= WHAT TO PRODUCE =
Find the line that contains "Field log: drop a marker on each instance of the shadowed". Then set down that line and all the lines after it, to the end of the records, exactly and with nothing added.

Records from a data source:
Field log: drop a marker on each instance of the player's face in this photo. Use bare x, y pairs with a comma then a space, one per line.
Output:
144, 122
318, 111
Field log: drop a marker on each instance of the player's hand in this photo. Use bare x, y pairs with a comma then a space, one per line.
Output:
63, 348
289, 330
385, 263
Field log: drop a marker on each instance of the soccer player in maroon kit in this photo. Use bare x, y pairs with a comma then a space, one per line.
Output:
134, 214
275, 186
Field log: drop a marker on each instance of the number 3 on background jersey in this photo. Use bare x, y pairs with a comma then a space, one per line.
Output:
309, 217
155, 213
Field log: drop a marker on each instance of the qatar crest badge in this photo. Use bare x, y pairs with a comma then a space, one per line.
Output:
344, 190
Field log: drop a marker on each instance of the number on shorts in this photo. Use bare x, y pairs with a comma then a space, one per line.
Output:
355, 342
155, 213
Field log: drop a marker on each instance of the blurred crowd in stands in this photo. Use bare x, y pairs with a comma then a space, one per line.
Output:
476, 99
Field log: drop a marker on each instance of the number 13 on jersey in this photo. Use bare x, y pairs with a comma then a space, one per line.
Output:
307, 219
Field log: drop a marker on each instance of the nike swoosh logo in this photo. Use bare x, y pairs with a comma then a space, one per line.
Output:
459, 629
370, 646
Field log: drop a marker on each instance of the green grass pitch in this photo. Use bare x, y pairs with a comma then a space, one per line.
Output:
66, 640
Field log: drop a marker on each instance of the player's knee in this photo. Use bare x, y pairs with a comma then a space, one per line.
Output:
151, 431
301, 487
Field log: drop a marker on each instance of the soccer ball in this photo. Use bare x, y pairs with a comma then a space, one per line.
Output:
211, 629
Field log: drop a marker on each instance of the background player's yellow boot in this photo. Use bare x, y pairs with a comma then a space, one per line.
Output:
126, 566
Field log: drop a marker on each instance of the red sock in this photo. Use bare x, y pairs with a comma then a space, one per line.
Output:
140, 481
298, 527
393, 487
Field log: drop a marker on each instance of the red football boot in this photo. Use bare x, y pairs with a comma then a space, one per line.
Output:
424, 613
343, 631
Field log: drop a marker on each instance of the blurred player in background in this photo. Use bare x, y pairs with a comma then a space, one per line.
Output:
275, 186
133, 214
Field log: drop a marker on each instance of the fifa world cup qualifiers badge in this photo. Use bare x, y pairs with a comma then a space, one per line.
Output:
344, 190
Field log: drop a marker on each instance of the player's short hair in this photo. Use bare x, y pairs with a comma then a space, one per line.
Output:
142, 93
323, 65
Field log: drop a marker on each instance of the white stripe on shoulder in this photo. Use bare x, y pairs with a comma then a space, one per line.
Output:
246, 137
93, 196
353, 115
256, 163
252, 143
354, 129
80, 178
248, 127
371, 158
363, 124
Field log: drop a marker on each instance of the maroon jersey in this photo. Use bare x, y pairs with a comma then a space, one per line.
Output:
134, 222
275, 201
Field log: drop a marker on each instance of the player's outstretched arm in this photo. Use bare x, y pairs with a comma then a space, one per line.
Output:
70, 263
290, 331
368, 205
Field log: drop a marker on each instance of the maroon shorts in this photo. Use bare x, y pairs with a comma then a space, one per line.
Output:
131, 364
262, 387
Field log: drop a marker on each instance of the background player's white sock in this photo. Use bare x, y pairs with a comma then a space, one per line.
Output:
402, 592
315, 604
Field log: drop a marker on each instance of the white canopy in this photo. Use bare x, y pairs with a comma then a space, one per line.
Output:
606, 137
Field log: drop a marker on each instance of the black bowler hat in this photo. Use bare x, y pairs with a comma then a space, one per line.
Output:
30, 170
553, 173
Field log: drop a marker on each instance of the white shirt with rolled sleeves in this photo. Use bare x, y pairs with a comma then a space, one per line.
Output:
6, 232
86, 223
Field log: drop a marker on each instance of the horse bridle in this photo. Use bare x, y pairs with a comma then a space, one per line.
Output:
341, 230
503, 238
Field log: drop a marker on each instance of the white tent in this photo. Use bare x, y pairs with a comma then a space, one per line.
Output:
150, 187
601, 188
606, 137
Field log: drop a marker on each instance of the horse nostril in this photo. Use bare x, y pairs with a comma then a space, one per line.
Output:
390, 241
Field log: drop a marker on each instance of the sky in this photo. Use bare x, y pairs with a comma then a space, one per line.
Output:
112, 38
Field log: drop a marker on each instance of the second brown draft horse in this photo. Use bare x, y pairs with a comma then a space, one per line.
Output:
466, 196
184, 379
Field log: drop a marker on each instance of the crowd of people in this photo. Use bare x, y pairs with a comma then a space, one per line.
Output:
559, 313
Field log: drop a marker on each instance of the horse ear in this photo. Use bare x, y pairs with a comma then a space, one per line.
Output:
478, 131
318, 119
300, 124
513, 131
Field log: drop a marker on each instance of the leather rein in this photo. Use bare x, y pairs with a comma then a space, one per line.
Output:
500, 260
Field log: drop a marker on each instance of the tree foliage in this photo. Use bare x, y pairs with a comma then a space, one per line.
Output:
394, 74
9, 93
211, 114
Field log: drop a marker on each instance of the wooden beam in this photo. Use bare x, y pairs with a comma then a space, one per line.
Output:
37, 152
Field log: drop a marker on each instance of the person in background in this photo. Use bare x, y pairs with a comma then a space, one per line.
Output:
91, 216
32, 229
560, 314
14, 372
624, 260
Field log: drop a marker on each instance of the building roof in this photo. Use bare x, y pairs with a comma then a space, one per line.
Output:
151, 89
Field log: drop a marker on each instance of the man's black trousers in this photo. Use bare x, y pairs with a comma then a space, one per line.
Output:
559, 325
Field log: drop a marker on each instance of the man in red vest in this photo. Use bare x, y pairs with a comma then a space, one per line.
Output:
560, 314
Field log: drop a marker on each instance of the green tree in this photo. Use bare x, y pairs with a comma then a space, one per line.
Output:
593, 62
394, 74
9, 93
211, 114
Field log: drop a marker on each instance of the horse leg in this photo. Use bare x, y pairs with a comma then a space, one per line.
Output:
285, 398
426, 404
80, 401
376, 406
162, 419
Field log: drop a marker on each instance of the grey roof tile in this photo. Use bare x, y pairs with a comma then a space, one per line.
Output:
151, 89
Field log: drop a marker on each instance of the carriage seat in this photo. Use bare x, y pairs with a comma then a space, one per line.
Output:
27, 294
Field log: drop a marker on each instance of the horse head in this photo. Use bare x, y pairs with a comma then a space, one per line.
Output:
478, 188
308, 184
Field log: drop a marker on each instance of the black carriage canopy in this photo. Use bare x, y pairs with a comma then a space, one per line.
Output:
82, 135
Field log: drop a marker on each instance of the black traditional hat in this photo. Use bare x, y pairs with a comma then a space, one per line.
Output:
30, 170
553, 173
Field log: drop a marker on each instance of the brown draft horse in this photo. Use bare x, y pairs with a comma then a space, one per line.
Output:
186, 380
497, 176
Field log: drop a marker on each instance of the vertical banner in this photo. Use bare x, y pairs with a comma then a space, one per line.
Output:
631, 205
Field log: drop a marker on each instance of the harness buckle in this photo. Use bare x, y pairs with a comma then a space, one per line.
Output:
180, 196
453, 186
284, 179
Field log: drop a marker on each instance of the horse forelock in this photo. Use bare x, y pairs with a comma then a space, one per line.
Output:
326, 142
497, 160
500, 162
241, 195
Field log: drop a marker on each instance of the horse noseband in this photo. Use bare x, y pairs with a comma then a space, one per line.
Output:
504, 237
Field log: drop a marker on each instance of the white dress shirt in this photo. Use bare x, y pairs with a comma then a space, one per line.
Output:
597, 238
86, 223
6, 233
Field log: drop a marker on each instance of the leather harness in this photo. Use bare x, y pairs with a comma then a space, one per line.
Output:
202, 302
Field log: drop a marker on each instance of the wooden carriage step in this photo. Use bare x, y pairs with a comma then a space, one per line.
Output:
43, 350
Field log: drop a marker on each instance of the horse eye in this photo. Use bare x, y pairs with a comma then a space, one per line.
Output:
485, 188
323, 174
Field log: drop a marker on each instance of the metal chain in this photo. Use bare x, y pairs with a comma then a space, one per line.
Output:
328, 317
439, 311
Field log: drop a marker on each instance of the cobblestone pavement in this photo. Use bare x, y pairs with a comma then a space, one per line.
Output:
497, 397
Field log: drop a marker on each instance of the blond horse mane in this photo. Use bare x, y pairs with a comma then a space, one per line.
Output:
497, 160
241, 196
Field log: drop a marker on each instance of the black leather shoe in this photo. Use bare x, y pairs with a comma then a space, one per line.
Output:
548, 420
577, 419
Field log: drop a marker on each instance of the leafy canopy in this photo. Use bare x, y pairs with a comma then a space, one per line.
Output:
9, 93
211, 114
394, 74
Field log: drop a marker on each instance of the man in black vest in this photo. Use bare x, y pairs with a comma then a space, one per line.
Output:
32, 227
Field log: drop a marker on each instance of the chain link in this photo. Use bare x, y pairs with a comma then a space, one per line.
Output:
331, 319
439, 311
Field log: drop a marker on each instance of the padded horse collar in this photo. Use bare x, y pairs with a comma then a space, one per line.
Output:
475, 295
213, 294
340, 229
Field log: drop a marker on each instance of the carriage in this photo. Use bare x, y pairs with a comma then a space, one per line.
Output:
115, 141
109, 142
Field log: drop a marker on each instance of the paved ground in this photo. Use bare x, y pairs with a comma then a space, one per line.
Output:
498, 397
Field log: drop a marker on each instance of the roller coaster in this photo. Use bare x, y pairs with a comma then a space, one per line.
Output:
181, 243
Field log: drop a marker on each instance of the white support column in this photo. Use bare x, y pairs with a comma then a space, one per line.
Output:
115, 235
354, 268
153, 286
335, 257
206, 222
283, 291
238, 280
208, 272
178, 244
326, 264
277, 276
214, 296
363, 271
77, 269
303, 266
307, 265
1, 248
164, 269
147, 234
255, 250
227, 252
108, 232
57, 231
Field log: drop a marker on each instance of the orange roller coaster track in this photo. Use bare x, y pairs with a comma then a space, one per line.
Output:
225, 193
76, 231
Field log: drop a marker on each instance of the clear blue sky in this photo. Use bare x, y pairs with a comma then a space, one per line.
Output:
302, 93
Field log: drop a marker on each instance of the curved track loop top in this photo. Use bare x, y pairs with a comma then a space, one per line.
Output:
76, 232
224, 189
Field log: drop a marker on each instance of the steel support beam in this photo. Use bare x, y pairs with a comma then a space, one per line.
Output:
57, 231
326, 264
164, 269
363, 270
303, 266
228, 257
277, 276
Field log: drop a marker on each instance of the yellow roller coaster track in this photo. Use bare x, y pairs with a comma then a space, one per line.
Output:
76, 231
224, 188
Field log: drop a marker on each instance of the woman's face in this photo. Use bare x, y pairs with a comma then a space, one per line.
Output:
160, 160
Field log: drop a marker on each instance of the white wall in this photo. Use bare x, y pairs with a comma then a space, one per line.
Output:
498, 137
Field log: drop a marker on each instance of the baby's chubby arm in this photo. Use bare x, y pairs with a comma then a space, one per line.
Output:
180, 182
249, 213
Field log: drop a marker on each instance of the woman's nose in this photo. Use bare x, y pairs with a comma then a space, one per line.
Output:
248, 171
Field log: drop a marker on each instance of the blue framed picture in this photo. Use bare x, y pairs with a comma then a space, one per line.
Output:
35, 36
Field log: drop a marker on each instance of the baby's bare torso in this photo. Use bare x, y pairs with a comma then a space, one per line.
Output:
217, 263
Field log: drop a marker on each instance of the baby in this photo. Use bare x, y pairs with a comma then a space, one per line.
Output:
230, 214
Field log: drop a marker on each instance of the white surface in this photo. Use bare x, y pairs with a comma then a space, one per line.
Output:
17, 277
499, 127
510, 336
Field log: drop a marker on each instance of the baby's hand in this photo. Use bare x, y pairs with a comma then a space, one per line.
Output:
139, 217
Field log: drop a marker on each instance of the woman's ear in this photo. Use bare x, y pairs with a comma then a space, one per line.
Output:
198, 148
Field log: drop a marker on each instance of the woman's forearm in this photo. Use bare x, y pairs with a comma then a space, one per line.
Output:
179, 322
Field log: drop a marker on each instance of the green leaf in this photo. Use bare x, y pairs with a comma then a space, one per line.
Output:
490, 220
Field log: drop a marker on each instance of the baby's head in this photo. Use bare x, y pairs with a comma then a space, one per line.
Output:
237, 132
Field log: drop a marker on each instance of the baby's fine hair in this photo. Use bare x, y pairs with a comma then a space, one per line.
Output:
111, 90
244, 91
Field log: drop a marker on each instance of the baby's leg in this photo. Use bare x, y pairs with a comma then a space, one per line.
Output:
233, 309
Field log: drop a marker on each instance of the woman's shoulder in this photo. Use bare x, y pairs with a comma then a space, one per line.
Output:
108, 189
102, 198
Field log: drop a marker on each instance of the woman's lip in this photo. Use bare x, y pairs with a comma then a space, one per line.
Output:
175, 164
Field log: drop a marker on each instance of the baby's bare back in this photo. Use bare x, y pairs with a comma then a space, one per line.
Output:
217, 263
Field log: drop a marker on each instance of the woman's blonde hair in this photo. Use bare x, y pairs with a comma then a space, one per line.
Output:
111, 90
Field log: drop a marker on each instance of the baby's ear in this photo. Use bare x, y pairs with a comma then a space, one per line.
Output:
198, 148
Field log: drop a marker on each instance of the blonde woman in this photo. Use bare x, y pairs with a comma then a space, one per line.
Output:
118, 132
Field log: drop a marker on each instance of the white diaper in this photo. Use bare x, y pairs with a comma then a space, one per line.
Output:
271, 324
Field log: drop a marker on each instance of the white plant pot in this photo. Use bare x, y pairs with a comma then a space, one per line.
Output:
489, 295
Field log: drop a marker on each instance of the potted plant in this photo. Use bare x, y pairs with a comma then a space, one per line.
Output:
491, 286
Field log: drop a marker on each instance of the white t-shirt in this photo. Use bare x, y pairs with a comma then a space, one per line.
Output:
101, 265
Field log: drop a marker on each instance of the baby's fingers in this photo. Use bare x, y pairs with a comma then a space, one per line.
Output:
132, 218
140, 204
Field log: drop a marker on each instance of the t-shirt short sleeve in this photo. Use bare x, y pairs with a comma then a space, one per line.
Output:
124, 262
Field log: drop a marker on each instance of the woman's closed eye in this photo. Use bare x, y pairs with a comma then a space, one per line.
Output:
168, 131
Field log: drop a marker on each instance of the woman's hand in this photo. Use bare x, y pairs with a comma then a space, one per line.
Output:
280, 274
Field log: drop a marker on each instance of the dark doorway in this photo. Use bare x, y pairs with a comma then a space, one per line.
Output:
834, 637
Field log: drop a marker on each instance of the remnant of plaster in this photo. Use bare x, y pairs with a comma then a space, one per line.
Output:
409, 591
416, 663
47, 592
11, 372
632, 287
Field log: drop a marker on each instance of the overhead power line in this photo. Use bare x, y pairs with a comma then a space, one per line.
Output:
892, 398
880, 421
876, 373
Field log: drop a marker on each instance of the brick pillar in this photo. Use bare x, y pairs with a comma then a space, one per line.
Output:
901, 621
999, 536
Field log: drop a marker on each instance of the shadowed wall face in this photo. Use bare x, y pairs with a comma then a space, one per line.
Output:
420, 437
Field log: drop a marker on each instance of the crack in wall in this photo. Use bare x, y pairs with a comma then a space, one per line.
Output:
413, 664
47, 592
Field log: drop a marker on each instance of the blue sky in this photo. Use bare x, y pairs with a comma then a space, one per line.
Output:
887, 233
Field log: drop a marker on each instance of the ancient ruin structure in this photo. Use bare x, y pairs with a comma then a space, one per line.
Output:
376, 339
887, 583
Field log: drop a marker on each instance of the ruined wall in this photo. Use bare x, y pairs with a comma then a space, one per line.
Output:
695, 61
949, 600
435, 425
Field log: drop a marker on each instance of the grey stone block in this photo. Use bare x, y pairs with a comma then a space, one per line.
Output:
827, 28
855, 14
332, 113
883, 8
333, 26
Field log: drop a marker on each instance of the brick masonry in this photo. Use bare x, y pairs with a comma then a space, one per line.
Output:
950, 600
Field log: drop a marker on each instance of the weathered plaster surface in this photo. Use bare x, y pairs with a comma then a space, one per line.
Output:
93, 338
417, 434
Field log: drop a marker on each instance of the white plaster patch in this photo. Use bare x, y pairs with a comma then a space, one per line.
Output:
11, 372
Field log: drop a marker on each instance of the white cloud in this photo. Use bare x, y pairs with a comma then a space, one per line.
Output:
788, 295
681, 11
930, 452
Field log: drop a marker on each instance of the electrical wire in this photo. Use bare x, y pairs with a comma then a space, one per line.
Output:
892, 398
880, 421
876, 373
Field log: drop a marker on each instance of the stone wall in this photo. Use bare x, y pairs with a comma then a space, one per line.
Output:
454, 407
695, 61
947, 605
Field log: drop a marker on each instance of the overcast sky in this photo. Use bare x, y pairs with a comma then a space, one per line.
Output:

= ANSWER BELOW =
Field log: drop a marker on each instance of the shadowed wall face in this photo. Use bare x, y pairs with a comma then a space, one per line.
Output:
420, 437
Field log: drop a marker on each instance of the crack in wall in this photo. Use bare x, y pairs with a comma then a space, one per line.
Output:
413, 664
47, 592
Field log: drop a marker on each instance of the blue sky in this photo. Use bare x, y pairs with a comma then a space, one per line.
Output:
887, 233
Field log: drop a marker on each instance of the ancient ruin structure in this photo. Use bare x, y pairs with a comma then a space, one per line.
Output:
376, 339
887, 583
Field log: drop a marker on each instance of the ruined wall in this photo. Use bare x, y pairs with a comma then a space, one per line.
Output:
695, 61
949, 600
435, 425
Field log: drop a marker on each instance of the grey stone block in this photo. Use bare x, y pairs with a comma then a space, one per line.
Output:
827, 28
855, 14
332, 113
883, 8
333, 26
Field log: drop a marker on each instance of the brick masonry in this photo. Use bare x, y pairs with a comma then a space, one per line.
Output:
950, 600
Field log: drop a marker on each instance of the weathered plaster surface in this photo. Use bare x, y pairs with a comma then a space, one per line.
Output:
93, 338
417, 434
Field log: drop a marker on each instance of the white plaster patch in this photo. Use bare x, y pairs with a comma then a space, one per line.
Output:
11, 372
Field log: drop a marker on each instance of the white cloud in this photo. Use bare x, y pairs with a comma then a space, one per line.
Output:
788, 295
681, 11
930, 452
Field log: drop a marker on each instance of the electrical wire in this photo. Use bare x, y pairs with a comma then a space, one per line.
Output:
892, 398
880, 421
876, 373
Field log: drop a marker on each instance of the stone wall in this photo. Use bare x, y pairs with a comma then a space, one per line.
Output:
454, 407
695, 61
947, 605
Field log: drop a marker on each instance of the overcast sky in this photo. Use bare x, y pairs with a comma then a space, one per line.
Output:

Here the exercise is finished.